WHAT TO WORK ON:
#1 According to the text on fascia, in which journal was the new study published on March 27?
#2 Reproduce the passage of the fascia text between "Published March 27" and "interconnected, fluid-filled compartments.", inclusive.

** Opening SUPPLIED TEXT block **

Fascia, which means “band” or “bundle” in Latin, surrounds, connects and supports our muscles, organs, bones, tendons, ligaments and other structures of the body. Containing nerves, these tissues also serve as a layer of protection and body awareness……but also so much more!

Researchers have identified this previously unknown feature of human anatomy with implications for the function of all organs, most tissues and the mechanisms of most major diseases.

Published March 27 in Scientific Reports, a new study co-led by an NYU School of Medicine pathologist reveals that layers of the body long thought to be dense, connective tissues – below the skin’s surface, lining the digestive tract, lungs and urinary systems, and surrounding arteries, veins, and the fascia between muscles – are instead interconnected, fluid-filled compartments.

After long being overlooked in favor of muscles, fascia has been receiving some much deserved attention as of late. As fascia expert Gil Hedley, Ph.D., says: “If you want to understand human movement, study fascia!”

** Closing SUPPLIED TEXT block **
** Opening DATASET RECORDS block **

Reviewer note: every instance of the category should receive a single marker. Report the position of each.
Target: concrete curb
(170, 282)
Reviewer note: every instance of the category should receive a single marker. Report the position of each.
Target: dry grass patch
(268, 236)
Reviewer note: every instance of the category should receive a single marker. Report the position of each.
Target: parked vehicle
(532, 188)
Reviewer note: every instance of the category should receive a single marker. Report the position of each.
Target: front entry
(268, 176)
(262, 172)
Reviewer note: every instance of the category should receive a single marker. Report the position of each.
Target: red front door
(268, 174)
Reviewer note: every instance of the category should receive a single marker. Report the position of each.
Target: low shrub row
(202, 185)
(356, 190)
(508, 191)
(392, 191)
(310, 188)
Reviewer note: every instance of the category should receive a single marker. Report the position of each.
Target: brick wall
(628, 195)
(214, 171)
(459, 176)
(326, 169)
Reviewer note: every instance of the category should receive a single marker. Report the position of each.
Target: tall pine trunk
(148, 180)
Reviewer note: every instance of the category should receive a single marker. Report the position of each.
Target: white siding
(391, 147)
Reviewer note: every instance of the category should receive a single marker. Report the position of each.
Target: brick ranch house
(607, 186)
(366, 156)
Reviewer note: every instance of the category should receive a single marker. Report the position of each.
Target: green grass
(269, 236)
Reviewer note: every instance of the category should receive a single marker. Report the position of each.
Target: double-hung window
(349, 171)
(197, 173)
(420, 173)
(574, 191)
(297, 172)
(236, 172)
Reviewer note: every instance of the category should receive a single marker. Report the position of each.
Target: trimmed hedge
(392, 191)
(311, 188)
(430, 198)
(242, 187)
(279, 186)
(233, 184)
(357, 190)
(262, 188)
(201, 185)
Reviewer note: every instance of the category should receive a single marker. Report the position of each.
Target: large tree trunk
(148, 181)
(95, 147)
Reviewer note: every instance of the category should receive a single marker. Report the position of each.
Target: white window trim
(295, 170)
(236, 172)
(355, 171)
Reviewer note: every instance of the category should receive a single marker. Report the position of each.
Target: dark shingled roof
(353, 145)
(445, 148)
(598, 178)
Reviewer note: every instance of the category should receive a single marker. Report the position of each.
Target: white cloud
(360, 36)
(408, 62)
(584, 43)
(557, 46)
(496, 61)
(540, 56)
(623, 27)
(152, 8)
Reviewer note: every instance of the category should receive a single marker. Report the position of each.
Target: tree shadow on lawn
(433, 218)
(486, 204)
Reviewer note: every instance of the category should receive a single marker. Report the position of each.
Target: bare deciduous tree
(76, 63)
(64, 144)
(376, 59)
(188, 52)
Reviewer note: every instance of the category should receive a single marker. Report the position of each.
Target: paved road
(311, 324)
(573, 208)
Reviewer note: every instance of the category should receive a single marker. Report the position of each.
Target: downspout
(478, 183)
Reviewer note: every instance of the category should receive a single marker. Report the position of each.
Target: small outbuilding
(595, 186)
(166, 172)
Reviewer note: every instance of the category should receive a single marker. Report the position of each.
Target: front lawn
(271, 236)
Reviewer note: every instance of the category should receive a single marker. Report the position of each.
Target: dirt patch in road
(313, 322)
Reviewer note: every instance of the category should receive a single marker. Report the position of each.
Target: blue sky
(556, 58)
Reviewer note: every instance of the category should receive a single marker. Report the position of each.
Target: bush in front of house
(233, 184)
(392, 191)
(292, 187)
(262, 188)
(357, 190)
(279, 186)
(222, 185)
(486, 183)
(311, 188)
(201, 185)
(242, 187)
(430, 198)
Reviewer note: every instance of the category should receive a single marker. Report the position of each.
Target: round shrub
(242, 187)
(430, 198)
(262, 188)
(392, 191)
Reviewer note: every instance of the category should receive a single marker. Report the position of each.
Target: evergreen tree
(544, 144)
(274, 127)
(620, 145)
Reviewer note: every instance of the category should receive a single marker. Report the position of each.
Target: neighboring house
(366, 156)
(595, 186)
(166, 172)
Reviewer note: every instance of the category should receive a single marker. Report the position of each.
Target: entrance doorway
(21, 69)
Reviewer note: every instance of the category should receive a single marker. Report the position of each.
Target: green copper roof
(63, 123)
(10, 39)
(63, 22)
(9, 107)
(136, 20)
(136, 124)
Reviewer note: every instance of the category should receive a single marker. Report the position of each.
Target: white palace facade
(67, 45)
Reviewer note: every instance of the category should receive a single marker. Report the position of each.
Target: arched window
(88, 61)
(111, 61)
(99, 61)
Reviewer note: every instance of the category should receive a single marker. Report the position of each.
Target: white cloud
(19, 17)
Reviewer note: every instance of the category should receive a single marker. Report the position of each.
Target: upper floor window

** Closing DATASET RECORDS block **

SOLUTIONS FOR EACH TASK:
#1 Scientific Reports

#2
Published March 27 in Scientific Reports, a new study co-led by an NYU School of Medicine pathologist reveals that layers of the body long thought to be dense, connective tissues – below the skin’s surface, lining the digestive tract, lungs and urinary systems, and surrounding arteries, veins, and the fascia between muscles – are instead interconnected, fluid-filled compartments.